**Material proporcionado**

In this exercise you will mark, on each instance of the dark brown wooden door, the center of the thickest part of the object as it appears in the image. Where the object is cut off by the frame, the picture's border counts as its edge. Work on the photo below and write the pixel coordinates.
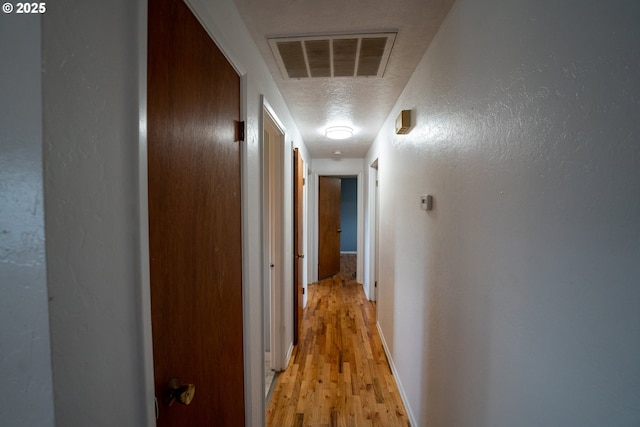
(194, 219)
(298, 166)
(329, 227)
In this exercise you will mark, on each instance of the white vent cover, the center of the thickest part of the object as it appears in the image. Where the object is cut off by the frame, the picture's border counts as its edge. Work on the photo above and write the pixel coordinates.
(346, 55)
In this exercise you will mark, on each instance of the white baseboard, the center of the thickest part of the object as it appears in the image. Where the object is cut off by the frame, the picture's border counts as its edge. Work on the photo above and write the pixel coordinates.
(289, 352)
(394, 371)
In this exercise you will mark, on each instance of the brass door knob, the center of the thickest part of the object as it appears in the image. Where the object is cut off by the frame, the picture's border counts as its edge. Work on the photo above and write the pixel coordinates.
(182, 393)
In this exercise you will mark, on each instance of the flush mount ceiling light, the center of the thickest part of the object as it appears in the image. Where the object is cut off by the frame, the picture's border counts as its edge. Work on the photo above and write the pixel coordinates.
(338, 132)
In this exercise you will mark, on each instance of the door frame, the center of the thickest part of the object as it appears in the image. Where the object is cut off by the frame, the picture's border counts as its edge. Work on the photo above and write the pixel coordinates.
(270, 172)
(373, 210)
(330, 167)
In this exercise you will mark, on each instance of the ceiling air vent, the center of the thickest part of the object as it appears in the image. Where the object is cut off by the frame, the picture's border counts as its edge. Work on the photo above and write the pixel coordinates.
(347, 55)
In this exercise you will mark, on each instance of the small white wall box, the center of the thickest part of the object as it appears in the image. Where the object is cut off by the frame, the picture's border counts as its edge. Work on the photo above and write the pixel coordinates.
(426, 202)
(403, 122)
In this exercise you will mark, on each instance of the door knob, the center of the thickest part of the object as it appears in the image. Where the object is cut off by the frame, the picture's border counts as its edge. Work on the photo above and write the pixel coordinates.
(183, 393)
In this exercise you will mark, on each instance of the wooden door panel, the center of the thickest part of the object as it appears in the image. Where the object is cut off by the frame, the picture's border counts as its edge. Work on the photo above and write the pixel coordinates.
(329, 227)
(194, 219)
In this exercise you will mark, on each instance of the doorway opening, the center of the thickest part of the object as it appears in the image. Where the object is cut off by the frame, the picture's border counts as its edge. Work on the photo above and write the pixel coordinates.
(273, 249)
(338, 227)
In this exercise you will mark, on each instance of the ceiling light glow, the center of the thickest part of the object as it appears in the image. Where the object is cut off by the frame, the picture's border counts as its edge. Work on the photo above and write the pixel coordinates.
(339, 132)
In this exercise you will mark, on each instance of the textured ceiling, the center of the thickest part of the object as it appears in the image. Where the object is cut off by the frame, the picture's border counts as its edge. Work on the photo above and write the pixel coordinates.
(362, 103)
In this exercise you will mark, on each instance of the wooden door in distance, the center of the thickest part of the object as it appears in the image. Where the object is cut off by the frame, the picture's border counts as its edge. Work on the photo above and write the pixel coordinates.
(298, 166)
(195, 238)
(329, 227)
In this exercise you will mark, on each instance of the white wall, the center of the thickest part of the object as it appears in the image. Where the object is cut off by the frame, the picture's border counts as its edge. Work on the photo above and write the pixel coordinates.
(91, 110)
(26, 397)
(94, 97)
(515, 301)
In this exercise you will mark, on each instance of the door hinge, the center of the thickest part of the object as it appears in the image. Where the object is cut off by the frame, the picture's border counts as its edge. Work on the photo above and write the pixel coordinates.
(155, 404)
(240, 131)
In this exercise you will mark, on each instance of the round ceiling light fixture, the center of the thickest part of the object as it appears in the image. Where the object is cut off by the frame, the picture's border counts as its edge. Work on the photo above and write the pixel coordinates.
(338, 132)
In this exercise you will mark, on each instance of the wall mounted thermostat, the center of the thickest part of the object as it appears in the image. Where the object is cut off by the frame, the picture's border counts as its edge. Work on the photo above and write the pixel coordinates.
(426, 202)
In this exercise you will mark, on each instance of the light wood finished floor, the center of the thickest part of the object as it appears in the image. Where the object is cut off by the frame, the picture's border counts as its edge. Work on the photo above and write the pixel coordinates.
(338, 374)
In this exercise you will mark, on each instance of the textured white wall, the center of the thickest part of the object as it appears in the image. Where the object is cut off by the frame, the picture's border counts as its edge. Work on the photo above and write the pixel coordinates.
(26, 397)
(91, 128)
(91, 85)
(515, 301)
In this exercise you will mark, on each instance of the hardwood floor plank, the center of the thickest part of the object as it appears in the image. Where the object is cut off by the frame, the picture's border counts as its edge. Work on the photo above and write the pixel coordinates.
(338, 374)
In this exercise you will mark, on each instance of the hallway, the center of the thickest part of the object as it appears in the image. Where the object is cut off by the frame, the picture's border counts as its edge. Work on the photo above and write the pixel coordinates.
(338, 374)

* * *

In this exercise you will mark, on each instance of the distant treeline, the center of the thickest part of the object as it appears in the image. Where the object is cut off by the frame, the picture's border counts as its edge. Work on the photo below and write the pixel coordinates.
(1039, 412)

...

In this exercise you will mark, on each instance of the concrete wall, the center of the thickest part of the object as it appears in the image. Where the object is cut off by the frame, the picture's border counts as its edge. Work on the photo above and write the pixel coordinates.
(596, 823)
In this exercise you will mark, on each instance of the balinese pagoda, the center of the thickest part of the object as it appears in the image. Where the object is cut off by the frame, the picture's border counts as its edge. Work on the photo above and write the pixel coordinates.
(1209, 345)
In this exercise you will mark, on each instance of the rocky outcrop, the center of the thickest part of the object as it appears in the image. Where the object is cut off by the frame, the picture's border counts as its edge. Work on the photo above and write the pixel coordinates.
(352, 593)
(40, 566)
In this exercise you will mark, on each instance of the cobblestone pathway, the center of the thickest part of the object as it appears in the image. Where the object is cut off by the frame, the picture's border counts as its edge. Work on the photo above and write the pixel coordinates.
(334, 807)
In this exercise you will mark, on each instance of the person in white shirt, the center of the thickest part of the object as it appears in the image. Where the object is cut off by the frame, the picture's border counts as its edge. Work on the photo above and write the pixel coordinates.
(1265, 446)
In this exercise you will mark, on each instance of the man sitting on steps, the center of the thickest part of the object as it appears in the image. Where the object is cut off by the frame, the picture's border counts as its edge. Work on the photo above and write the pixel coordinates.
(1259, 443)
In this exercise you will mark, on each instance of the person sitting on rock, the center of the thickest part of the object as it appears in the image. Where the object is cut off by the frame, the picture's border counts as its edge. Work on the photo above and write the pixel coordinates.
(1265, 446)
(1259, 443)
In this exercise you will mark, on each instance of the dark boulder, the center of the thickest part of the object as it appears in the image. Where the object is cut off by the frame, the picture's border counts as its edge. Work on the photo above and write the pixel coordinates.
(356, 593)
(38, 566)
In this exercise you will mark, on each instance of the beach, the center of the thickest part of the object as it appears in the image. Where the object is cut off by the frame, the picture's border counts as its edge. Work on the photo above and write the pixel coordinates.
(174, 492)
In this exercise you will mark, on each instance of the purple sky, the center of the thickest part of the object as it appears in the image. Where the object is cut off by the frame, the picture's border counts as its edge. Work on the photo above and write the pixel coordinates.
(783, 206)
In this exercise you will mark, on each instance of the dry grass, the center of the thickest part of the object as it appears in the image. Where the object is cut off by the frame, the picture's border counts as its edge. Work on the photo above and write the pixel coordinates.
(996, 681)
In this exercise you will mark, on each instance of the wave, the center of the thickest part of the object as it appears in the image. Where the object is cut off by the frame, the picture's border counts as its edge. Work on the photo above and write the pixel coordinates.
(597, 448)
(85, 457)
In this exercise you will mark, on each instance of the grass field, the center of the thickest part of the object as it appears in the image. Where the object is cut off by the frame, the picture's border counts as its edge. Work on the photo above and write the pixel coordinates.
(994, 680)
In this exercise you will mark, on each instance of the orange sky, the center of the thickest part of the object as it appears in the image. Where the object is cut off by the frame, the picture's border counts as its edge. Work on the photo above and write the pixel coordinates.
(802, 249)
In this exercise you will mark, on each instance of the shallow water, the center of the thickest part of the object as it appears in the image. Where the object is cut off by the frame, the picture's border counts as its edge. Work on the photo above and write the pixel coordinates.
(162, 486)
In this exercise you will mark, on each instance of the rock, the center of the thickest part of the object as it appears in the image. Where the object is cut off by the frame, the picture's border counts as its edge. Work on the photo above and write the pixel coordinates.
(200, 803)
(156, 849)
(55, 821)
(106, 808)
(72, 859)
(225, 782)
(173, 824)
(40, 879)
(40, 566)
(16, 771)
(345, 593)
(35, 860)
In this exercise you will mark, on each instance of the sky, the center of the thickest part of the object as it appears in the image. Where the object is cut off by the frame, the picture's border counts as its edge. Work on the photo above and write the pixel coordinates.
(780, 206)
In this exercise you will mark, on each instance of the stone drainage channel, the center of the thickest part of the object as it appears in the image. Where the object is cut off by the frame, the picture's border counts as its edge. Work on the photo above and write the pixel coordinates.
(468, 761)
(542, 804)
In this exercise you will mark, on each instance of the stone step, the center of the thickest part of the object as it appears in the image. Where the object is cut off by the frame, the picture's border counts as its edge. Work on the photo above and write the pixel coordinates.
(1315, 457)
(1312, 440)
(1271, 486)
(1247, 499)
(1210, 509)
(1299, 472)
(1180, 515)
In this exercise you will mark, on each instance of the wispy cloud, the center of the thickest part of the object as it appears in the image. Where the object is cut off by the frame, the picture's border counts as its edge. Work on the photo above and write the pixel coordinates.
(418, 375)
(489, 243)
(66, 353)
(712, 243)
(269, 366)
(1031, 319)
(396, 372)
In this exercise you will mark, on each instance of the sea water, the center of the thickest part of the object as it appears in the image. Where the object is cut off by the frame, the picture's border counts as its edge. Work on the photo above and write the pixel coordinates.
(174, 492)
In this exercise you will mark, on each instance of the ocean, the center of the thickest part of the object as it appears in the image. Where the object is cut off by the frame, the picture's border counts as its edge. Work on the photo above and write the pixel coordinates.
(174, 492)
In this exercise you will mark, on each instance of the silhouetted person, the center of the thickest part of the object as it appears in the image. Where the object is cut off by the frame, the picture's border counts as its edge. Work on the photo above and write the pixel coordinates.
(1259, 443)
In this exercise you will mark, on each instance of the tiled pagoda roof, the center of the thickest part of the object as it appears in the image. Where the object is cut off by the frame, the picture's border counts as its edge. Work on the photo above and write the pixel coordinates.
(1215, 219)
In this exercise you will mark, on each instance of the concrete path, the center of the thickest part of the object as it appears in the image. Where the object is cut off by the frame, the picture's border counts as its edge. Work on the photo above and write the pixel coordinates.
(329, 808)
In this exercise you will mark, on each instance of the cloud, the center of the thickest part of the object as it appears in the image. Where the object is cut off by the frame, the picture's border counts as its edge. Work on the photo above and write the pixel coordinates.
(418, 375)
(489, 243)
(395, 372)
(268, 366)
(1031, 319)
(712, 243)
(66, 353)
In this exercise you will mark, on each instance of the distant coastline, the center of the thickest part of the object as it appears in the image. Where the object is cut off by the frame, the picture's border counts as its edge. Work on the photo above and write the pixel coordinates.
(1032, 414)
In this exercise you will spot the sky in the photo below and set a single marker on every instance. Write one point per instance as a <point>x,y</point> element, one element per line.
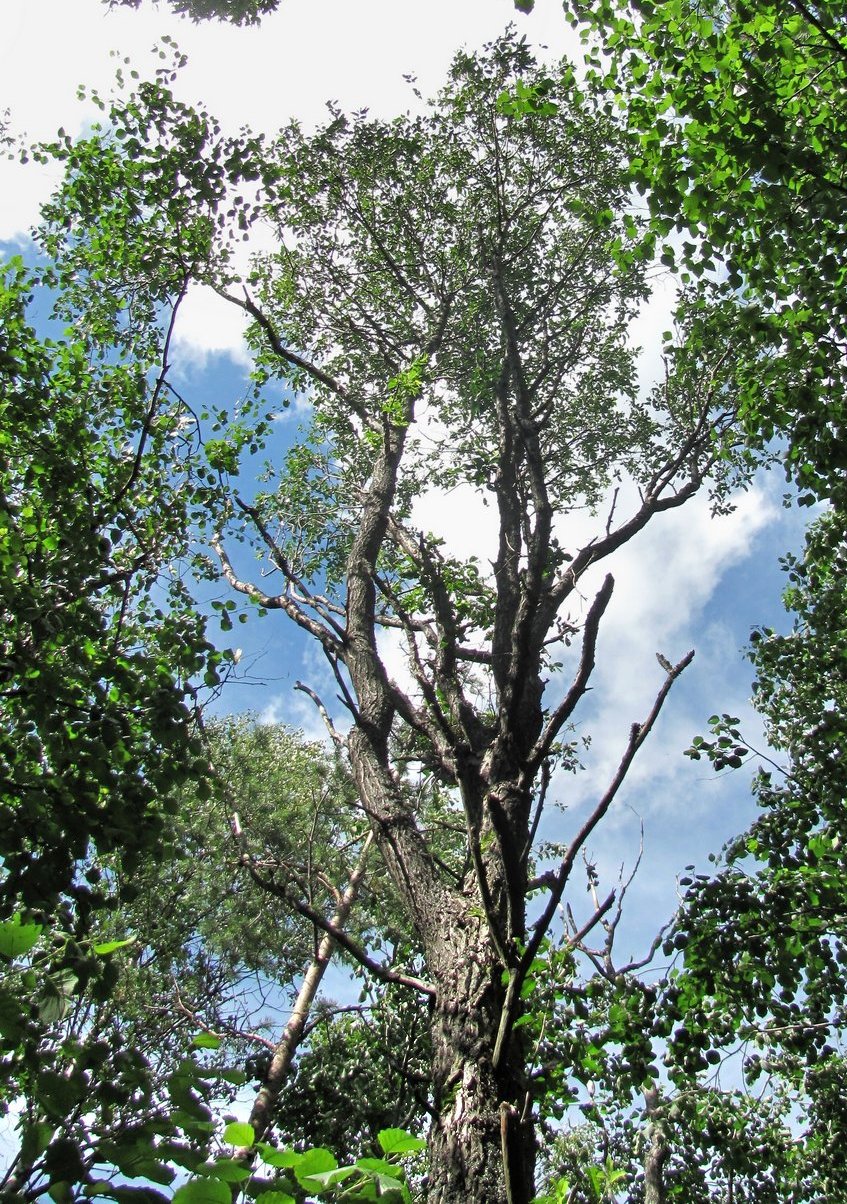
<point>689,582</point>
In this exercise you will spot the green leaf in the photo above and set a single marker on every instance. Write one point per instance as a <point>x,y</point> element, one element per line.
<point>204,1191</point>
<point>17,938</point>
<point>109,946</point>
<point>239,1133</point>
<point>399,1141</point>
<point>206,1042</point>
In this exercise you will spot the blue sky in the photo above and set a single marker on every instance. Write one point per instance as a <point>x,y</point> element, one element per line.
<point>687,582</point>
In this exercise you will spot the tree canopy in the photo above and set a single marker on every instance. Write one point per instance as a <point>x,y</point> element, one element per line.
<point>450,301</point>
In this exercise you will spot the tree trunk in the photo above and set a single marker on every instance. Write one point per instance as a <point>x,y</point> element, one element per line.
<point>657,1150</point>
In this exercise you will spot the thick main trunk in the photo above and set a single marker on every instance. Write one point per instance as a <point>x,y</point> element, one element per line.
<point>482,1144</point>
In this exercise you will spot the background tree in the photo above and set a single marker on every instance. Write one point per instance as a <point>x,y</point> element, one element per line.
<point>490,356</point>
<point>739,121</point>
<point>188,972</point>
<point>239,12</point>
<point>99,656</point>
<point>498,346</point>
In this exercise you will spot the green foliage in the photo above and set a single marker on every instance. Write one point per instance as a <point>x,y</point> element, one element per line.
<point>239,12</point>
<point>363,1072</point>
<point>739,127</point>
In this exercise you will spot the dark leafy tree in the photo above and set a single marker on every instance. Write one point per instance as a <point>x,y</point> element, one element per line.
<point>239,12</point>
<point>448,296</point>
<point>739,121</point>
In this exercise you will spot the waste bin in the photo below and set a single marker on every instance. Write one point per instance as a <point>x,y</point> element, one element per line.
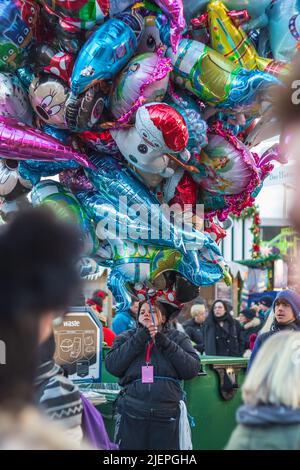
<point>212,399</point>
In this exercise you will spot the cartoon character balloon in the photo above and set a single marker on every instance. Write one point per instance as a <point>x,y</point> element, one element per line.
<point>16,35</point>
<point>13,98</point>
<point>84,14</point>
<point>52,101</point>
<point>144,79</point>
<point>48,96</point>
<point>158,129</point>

**Objetivo de la tarea**
Muestra, tal como aparece, cada línea del material que contenga la palabra "grass".

**Solución escrita**
In this exercise you will mark, on each instance of the dry grass, the center of the thickest part of the object as it appears in the image. Where the object is cut off by the frame, the picture's border counts as its edge. Work on the photo above and write the pixel coordinates.
In this exercise you will mark, on each instance of the grass field, the center of the thickest part of the object as it appears in the image. Where the object is cut off by the frame, the picture's border counts as its edge. Work on the photo above and write the pixel coordinates.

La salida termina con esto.